Exercise requirements :: Transcribe the full listing below exactly.
____
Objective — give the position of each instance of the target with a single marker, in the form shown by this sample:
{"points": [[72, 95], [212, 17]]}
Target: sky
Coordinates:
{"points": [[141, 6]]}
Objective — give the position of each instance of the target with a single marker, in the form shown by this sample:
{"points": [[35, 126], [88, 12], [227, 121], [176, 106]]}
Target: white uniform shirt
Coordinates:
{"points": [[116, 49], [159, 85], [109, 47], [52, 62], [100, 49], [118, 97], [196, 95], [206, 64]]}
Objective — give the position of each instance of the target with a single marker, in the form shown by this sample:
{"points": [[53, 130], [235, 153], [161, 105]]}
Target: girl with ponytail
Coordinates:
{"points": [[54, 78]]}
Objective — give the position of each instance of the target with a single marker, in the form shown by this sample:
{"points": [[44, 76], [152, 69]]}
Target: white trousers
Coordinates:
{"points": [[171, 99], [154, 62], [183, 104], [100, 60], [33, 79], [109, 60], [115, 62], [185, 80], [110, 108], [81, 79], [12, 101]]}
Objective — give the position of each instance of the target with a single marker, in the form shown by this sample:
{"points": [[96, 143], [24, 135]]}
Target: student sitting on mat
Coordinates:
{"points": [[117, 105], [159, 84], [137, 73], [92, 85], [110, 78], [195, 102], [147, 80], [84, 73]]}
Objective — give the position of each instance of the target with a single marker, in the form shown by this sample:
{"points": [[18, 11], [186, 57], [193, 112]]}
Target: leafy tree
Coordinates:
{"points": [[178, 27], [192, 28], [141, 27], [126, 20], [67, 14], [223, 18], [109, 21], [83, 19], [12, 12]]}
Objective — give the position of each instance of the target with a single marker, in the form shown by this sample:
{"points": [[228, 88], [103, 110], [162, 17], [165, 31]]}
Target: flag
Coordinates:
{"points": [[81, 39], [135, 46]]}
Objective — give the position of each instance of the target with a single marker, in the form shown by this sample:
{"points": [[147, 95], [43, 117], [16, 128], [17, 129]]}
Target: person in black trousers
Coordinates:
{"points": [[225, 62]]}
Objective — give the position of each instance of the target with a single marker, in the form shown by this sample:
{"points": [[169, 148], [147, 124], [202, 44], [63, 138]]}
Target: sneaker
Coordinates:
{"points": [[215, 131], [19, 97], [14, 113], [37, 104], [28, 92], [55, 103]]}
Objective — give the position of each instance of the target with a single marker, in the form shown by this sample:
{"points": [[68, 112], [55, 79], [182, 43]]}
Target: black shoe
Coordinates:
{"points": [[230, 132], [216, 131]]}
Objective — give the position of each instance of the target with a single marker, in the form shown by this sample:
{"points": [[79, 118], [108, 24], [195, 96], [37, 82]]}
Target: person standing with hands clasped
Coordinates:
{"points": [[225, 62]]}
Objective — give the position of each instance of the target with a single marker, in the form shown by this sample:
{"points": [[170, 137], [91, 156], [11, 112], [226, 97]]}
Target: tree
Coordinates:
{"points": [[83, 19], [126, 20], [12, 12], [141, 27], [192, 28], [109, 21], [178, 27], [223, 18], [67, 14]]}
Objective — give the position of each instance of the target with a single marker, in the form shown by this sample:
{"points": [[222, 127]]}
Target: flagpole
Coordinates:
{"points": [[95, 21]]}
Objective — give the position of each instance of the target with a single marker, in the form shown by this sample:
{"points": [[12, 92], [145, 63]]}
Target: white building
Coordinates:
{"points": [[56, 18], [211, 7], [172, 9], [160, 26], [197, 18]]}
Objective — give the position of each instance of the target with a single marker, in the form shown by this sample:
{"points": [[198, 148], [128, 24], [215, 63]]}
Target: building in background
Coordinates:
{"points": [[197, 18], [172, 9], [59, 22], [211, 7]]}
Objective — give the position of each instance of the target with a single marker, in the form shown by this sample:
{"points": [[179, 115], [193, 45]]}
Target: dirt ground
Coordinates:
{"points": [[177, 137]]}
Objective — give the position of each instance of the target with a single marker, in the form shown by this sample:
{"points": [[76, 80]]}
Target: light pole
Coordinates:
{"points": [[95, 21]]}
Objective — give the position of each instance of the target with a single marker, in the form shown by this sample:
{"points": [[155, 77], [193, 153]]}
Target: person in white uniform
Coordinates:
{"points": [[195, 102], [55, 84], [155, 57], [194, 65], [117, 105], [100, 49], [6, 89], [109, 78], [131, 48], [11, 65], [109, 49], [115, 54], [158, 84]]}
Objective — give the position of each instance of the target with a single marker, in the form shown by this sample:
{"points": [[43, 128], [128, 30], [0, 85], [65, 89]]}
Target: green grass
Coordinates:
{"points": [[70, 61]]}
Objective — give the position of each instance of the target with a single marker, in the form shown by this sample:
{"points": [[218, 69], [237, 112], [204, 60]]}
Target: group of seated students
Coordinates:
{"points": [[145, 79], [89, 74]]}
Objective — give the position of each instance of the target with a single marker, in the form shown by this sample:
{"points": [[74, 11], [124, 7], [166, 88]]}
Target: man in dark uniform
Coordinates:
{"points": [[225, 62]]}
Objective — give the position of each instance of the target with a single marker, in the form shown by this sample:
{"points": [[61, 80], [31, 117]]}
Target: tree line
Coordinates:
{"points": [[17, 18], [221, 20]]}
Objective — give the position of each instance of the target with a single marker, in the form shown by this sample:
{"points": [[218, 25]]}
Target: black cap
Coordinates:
____
Task result ::
Objective — give the position of each instance of the target with a single marker, in the form shown by this sample:
{"points": [[72, 95], [212, 17]]}
Target: sky
Coordinates:
{"points": [[141, 6]]}
Objective — give the position of each instance of the target with a single marker, in the form shown by this sample:
{"points": [[35, 126], [88, 12], [227, 121], [176, 106]]}
Target: white uniform shirt
Coordinates:
{"points": [[116, 49], [159, 85], [109, 47], [52, 62], [100, 49], [118, 97], [196, 95], [206, 64]]}
Objective — give the position of each instance of the target with a single marker, in the form shown by this sample:
{"points": [[53, 130], [235, 153], [161, 105]]}
Target: girl with ponytail
Coordinates:
{"points": [[54, 78]]}
Objective — give the position of each instance of the target with a single marker, in the form shown by this sample:
{"points": [[44, 76], [152, 69]]}
Target: white trousers
Coordinates:
{"points": [[171, 99], [154, 62], [183, 104], [100, 60], [33, 79], [109, 60], [115, 62], [185, 80], [110, 108], [81, 79], [12, 101]]}
Objective — give the position of each instance of the target with a single marker, in the form shown by this sample:
{"points": [[96, 143], [24, 135]]}
Target: student sitting on mat
Coordinates:
{"points": [[117, 105], [159, 84], [137, 73], [92, 85], [110, 78], [195, 102], [147, 80], [84, 73]]}
Objective — give the position of each instance of the target with a single marker, in the form shown by this sample:
{"points": [[18, 11], [186, 57], [193, 112]]}
Target: leafy tree
Coordinates:
{"points": [[178, 27], [192, 28], [141, 27], [126, 20], [67, 14], [223, 18], [109, 21], [83, 19], [12, 12]]}
Objective — give the position of each instance of the target with a single marker, in the form shown by this sample:
{"points": [[228, 88], [103, 110], [162, 17], [165, 31]]}
Target: flag
Coordinates:
{"points": [[81, 39], [135, 46]]}
Objective — give the position of each instance of the target with a single marker, in the form shown by this sample:
{"points": [[147, 95], [43, 117], [16, 128], [17, 129]]}
Target: person in black trousers
Coordinates:
{"points": [[225, 62]]}
Objective — give the position of each instance of the target with a single marker, in the form shown by this sample:
{"points": [[169, 148], [147, 124], [202, 44], [63, 138]]}
Target: sneaker
Coordinates:
{"points": [[215, 131], [19, 97], [14, 113], [37, 104], [28, 92], [55, 103]]}
Objective — give the position of each instance of the target with a single marker, in the form shown by this sample:
{"points": [[68, 112], [55, 79], [182, 43]]}
Target: black shoe
Coordinates:
{"points": [[230, 132], [216, 131]]}
Objective — give the position of each instance of the target with a single marker, in the form shown by this sample:
{"points": [[79, 118], [108, 24], [195, 96], [37, 82]]}
Target: person standing with hands clasped
Coordinates:
{"points": [[225, 62]]}
Objective — give the position of each instance of the target with a single marker, in the form shown by this sample:
{"points": [[170, 137], [91, 156], [11, 112], [226, 97]]}
Target: tree
Coordinates:
{"points": [[83, 19], [126, 20], [12, 12], [141, 27], [192, 28], [109, 21], [178, 27], [223, 18], [67, 14]]}
Objective — give the position of each instance of the target with a single marker, in the form shown by this sample:
{"points": [[222, 127]]}
Target: flagpole
Coordinates:
{"points": [[95, 21]]}
Objective — give the position of each instance of the target with a single marker, in the form shown by this sample:
{"points": [[12, 92], [145, 63]]}
Target: white building
Coordinates:
{"points": [[56, 18], [211, 7], [172, 9], [160, 26], [197, 18]]}
Objective — give the position of each instance of the target with a single marker, in the form shown by this sample:
{"points": [[198, 148], [128, 24], [215, 63]]}
Target: building in background
Coordinates:
{"points": [[197, 18], [172, 9], [59, 22], [211, 7]]}
Objective — give the position of each instance of the target with a single marker, in the form shown by this sample:
{"points": [[179, 115], [193, 45]]}
Target: dirt ground
Coordinates:
{"points": [[177, 137]]}
Objective — give the position of each instance of the target with a single marker, in the form shown by this sample:
{"points": [[76, 80]]}
Target: light pole
Coordinates:
{"points": [[95, 21]]}
Objective — give the position of each instance of the target with a single marker, in the form shown by this sample:
{"points": [[155, 77], [193, 153]]}
Target: person in white uniform
Coordinates:
{"points": [[195, 102], [55, 84], [155, 57], [194, 65], [117, 105], [100, 49], [6, 89], [109, 78], [131, 48], [11, 65], [109, 49], [115, 54], [158, 84]]}
Objective — give the position of each instance of the target with a single marker, in the form shown by this sample:
{"points": [[43, 128], [128, 30], [0, 85], [65, 89]]}
Target: green grass
Coordinates:
{"points": [[70, 61]]}
Objective — give the position of each instance of the target with a single marker, in the form shown by this sample:
{"points": [[218, 69], [237, 112], [204, 60]]}
Target: group of seated students
Coordinates:
{"points": [[145, 79], [89, 74]]}
Objective — give the position of each instance of the target with a single marker, in the form shown by this sample:
{"points": [[74, 11], [124, 7], [166, 88]]}
Target: man in dark uniform
Coordinates:
{"points": [[225, 62]]}
Objective — give the position of each instance of the target with a single marker, in the form shown by this sample:
{"points": [[61, 80], [31, 117]]}
Target: tree line
Coordinates:
{"points": [[17, 18], [221, 20]]}
Objective — give the position of each instance of the target with a single marker, in the form shown by this sample:
{"points": [[218, 25]]}
Target: black cap
Coordinates:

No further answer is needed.